(Given text)
►
There are two types of travel rewards cards — ones that offer rewards with a single airline or hotel program, and ones through a bank that offer points redeemable for travel rewards. To decide which type is right for you, first take stock of how you travel. If you find yourself loyal to a specific airline or hotel chain, it may be worth it to apply for that company’s credit card.
Choosing a Travel Rewards Card with no Annual Fee
If you’re considering a travel rewards card with no annual fee, there are several things you need to pay attention to — how you earn points and the number of points you earn, what other fees the card has, and if it offers other benefits and perks that can come in handy when you travel.
How many points or miles will I earn per dollar spent?
For years, most cards would offer just one point or mile per dollar spent. But today, the best cards will offer more. For example, the Discover it® Miles card offers 1.5 miles per dollar spent on all purchases, while the JetBlue Card features double points for all restaurant and grocery store purchases.
How much are the points and miles worth?
With some cards, points or miles are simply worth a fixed amount as statement credits toward travel rewards. When you redeem rewards from your Discover it® Miles, your miles are worth one cent each as statement credits toward any travel reservations that you’ve already made. If you purchase a flight for $300, you can later redeem 30,000 miles to pay for it.
But when you are redeeming airline miles or hotel points, you have to figure out the value of the travel received in order to understand how much each point or mile is worth. For example, if you have to redeem 40,000 Hilton hotel points for a free night in a hotel that charges $200 a night, then you know those points are only worth a half a cent each.
Another part of determining the worth of airline miles or hotel points is understanding how flexible the rewards program is.This allows you to take advantage of the best offers available from several different frequent flyer programs. If you are skilled at redeeming frequent flyer miles, these kinds of reward points may be the most valuable to you. But, be wary of free flights — an airline may claim to offer award flights for a reasonable amount of miles, but the miles aren’t worth much if you can never find a flight for that price.
Are there other fees?
Most credit cards still impose foreign transaction fees on all charges processed outside of the United States, typically around 3%. So, even if a credit card offered rewards worth 2% of spending, having to pay a 3% foreign transaction fee would outweigh the value of the rewards earned, so it makes no sense to use a card like that outside of the US. Fortunately, a growing number of credit cards no longer impose this unnecessary fee, including some of the top travel reward cards including the Discover it® Miles and the JetBlue Card.
What features and benefits are included?
Finally, you need to consider the other travel features and benefits offered by these cards. All credit cards now have EMV smart chips that use the Chip and Signature system. But some are also compatible with the Chip and PIN protocol that can be required at some unattended card readers overseas, including those at subway stations, toll booths, and gas stations. Other helpful travel benefits to look for include baggage insurance, which compensates you for losses the airlines don’t cover, and a travel assistance hotline that provides legal or medical referrals, which can be especially helpful when traveling internationally.
◄
(Given information)
►
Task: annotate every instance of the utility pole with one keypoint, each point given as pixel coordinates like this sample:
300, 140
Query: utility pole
◄
(Exercise)
Quote the stretch of the travel rewards text from "Most credit cards" through "the JetBlue Card.", word for word. The material comes from a different source than the travel rewards text.

(Response below)
Most credit cards still impose foreign transaction fees on all charges processed outside of the United States, typically around 3%. So, even if a credit card offered rewards worth 2% of spending, having to pay a 3% foreign transaction fee would outweigh the value of the rewards earned, so it makes no sense to use a card like that outside of the US. Fortunately, a growing number of credit cards no longer impose this unnecessary fee, including some of the top travel reward cards including the Discover it® Miles and the JetBlue Card.